**TAREA A REALIZAR**
Reescriba todas las filas siguientes reemplazando "Overhead reconnaissance" por "Aerial survey". Mantenga intacto todo lo demás.

■ ■ ■ ■ ■

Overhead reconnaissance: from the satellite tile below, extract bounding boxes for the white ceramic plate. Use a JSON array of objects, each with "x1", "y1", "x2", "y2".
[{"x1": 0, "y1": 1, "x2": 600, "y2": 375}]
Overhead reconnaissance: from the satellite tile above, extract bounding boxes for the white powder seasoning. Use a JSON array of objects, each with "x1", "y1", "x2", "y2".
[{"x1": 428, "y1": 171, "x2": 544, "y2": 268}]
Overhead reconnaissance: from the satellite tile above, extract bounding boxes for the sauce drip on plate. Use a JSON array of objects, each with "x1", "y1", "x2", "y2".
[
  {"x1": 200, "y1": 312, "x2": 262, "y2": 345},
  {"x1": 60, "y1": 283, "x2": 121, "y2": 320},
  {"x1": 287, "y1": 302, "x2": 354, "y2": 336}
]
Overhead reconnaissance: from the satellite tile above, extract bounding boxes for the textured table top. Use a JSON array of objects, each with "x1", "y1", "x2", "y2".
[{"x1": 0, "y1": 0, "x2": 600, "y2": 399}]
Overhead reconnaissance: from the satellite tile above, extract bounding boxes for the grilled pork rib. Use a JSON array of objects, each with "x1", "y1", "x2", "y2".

■ ■ ■ ■ ■

**RESPUESTA DEL EJERCICIO**
Aerial survey: from the satellite tile below, extract bounding boxes for the white ceramic plate. Use a JSON array of objects, each with "x1", "y1", "x2", "y2".
[{"x1": 0, "y1": 1, "x2": 600, "y2": 375}]
Aerial survey: from the satellite tile above, extract bounding boxes for the white powder seasoning. Use a JSON array of objects, each with "x1", "y1", "x2", "y2".
[{"x1": 428, "y1": 171, "x2": 544, "y2": 268}]
Aerial survey: from the satellite tile above, extract bounding boxes for the sauce drip on plate. Use a JSON array of objects, each with "x1", "y1", "x2", "y2".
[
  {"x1": 200, "y1": 312, "x2": 262, "y2": 345},
  {"x1": 60, "y1": 283, "x2": 121, "y2": 320},
  {"x1": 287, "y1": 302, "x2": 354, "y2": 336}
]
Aerial survey: from the satellite tile above, extract bounding boxes for the textured table top. Use a JSON array of objects, each with "x1", "y1", "x2", "y2".
[{"x1": 0, "y1": 0, "x2": 600, "y2": 399}]
Aerial survey: from the satellite tile above, extract bounding boxes for the grilled pork rib. Use a JSON array of objects, each with "x1", "y1", "x2", "y2".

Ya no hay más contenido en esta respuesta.